• REQUEST:
Transcribe the lines of the records starting with the one that has "Target — green grass" in it and ending with the last, and transcribe nothing else.

• DATA ENTRIES:
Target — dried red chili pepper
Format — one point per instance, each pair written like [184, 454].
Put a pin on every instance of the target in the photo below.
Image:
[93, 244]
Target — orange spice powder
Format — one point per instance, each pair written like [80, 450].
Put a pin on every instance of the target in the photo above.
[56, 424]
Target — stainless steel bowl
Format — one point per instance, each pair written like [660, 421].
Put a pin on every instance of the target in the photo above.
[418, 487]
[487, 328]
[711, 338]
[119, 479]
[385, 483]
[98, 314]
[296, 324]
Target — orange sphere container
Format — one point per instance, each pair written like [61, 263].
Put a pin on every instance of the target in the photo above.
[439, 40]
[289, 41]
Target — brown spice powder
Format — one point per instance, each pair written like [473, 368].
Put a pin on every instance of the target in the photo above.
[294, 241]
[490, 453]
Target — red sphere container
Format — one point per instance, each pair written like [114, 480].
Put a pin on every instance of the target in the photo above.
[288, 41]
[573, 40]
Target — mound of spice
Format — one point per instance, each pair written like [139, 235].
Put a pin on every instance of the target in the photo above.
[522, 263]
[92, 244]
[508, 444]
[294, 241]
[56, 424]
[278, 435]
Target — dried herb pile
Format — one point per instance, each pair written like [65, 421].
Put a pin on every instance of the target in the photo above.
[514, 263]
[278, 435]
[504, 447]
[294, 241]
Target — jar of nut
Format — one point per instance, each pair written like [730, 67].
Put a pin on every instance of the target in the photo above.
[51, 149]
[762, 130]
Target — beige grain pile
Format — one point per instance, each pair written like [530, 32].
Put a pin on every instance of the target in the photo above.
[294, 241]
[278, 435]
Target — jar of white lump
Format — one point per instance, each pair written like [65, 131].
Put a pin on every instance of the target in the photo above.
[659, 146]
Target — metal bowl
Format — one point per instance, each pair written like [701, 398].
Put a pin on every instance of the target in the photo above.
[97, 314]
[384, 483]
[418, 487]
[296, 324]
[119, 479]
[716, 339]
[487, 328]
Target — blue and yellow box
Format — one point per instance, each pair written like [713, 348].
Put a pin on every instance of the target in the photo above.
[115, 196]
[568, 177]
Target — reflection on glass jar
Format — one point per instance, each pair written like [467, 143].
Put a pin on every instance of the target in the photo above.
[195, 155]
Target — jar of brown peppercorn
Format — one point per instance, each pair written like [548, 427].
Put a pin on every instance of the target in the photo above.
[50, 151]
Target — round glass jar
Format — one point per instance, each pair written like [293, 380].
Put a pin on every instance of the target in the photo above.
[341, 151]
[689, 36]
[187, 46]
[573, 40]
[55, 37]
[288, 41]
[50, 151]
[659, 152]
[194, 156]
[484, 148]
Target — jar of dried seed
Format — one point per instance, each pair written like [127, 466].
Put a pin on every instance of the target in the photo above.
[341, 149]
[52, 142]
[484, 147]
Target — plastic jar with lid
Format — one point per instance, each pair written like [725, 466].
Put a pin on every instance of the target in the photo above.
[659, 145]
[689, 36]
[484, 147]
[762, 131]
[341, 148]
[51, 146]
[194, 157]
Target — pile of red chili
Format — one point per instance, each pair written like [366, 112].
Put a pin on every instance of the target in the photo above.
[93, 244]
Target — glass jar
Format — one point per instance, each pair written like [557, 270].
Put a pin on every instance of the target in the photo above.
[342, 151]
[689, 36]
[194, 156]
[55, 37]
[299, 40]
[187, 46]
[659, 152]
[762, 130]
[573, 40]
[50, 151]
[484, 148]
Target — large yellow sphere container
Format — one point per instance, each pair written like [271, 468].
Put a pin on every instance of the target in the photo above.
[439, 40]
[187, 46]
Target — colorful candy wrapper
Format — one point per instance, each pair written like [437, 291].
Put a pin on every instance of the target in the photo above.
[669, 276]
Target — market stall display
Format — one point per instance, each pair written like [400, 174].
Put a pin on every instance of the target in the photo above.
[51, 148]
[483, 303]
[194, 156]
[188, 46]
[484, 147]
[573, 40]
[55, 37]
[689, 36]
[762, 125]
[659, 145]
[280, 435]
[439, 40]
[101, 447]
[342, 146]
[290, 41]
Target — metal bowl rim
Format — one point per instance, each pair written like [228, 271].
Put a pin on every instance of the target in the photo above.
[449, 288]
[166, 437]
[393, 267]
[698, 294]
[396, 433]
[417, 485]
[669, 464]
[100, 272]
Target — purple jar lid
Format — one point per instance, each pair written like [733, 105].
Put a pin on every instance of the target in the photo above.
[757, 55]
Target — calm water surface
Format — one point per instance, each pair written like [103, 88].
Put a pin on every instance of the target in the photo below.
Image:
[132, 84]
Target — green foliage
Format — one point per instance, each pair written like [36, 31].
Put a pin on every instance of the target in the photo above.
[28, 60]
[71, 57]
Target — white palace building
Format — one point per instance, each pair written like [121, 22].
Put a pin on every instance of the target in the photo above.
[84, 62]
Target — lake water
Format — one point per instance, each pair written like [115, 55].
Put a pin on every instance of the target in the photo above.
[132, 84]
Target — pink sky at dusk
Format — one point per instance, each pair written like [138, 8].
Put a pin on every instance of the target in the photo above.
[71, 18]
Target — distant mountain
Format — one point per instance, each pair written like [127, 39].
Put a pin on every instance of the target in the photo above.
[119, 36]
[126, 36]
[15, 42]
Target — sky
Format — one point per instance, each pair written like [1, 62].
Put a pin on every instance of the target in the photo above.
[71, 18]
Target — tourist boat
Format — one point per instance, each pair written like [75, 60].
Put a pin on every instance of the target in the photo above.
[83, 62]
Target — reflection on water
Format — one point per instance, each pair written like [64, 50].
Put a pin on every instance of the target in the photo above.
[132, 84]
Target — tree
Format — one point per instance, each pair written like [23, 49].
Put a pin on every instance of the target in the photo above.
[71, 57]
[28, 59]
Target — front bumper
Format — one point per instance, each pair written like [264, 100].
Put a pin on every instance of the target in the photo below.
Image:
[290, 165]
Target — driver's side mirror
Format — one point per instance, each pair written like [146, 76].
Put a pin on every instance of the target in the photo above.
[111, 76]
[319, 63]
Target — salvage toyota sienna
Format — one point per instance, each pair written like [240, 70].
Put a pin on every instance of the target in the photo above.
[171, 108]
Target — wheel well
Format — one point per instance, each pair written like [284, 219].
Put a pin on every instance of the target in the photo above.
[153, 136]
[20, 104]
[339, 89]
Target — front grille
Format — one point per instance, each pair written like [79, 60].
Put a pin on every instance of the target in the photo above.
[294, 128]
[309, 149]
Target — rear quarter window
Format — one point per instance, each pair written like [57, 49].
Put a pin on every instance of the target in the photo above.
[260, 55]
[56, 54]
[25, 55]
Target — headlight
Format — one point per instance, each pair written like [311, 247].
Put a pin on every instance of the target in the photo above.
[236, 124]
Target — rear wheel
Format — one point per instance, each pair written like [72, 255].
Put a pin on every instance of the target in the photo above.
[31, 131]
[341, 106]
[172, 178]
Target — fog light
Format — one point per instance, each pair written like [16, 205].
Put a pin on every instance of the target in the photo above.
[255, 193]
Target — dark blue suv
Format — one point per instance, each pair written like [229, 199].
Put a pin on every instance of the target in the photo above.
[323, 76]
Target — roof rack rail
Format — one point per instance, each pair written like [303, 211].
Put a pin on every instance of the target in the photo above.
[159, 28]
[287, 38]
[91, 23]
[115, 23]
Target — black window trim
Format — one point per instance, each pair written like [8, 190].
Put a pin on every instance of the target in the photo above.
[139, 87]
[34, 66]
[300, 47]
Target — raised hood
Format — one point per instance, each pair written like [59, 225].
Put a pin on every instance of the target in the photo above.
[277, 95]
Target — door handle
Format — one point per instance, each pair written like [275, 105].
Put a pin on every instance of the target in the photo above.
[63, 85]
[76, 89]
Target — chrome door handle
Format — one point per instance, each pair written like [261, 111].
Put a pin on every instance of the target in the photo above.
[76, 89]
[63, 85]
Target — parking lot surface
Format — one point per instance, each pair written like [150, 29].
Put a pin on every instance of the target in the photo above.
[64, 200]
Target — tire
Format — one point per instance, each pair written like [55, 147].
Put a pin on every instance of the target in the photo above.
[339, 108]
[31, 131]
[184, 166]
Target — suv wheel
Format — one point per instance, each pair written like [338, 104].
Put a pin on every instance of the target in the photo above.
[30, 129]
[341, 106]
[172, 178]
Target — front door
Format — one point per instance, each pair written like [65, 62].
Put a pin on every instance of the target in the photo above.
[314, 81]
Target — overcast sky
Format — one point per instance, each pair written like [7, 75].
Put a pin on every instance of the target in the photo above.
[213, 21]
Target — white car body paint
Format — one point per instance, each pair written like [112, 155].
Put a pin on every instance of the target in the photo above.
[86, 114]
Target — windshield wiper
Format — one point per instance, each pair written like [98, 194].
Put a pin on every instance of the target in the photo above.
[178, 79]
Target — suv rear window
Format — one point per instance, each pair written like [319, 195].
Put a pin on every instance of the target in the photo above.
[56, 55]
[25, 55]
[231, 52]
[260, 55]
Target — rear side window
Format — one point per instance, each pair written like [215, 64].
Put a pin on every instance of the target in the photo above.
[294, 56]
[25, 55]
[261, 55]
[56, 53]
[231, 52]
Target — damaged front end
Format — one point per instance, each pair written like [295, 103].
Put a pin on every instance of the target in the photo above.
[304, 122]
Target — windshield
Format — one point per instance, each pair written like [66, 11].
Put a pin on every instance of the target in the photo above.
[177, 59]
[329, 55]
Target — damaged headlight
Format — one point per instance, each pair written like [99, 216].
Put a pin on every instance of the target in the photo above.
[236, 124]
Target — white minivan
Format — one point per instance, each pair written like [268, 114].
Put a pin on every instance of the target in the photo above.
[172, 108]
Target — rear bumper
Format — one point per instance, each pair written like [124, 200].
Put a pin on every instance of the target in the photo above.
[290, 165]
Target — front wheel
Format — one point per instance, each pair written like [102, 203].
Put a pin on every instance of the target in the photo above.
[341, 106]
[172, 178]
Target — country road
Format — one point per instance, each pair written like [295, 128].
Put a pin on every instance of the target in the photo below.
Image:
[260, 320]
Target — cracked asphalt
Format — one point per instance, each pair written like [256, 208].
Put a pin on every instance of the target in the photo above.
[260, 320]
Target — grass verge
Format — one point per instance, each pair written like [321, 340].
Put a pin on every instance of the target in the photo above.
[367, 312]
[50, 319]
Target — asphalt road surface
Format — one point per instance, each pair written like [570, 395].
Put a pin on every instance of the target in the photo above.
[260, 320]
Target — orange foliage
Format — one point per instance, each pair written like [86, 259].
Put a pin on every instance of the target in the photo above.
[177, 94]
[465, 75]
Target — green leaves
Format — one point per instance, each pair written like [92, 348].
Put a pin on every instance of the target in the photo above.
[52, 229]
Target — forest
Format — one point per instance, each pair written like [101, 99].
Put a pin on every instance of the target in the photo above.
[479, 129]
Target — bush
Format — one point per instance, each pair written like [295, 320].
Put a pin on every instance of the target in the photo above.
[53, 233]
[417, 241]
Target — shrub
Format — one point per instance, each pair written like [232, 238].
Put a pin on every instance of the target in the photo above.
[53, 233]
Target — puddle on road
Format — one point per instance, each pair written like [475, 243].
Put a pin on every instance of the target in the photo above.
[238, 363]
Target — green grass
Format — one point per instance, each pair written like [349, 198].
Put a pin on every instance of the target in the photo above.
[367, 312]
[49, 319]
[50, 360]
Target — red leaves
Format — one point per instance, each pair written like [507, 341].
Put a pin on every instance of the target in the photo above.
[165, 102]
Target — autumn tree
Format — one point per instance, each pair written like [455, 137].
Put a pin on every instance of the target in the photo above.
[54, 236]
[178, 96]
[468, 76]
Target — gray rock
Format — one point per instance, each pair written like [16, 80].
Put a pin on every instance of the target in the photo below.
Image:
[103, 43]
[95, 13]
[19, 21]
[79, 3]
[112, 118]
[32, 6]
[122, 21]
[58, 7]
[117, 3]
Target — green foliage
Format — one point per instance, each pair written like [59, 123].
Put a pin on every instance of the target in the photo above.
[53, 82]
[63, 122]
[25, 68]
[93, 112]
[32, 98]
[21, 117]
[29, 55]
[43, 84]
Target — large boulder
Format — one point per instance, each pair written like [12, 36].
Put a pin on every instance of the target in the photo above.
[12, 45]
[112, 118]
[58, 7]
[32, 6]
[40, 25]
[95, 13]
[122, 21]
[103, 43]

• ANSWER TO THIS TASK:
Target — green grass
Format — one point per instance, each pair written like [349, 198].
Put a pin on every instance of the target in the photo above.
[367, 312]
[49, 319]
[50, 360]
Target — red leaves
Format — one point per instance, each pair written like [507, 341].
Put a pin on every instance of the target in the photo above.
[165, 102]
Target — autumn tree
Format — one point per instance, each pair written like [455, 137].
Put a pin on every instance of the target in the photo above.
[54, 236]
[178, 96]
[468, 76]
Target — gray rock
Format — one point per instance, each pair written like [16, 80].
Put a pin on every instance of the target in the photo below.
Image:
[103, 43]
[95, 13]
[19, 21]
[79, 3]
[112, 118]
[32, 6]
[122, 21]
[58, 7]
[117, 3]
Target — green foliage
Format — one point per instance, each pair written like [59, 123].
Put a pin on every instance of the target in the photo above.
[53, 82]
[63, 122]
[25, 68]
[93, 112]
[32, 98]
[21, 117]
[29, 55]
[43, 84]
Target — large boulder
Format — one point per instance, each pair written like [12, 36].
Put a pin on every instance of the target in the photo above.
[12, 45]
[112, 118]
[58, 7]
[32, 6]
[40, 25]
[95, 13]
[122, 21]
[103, 43]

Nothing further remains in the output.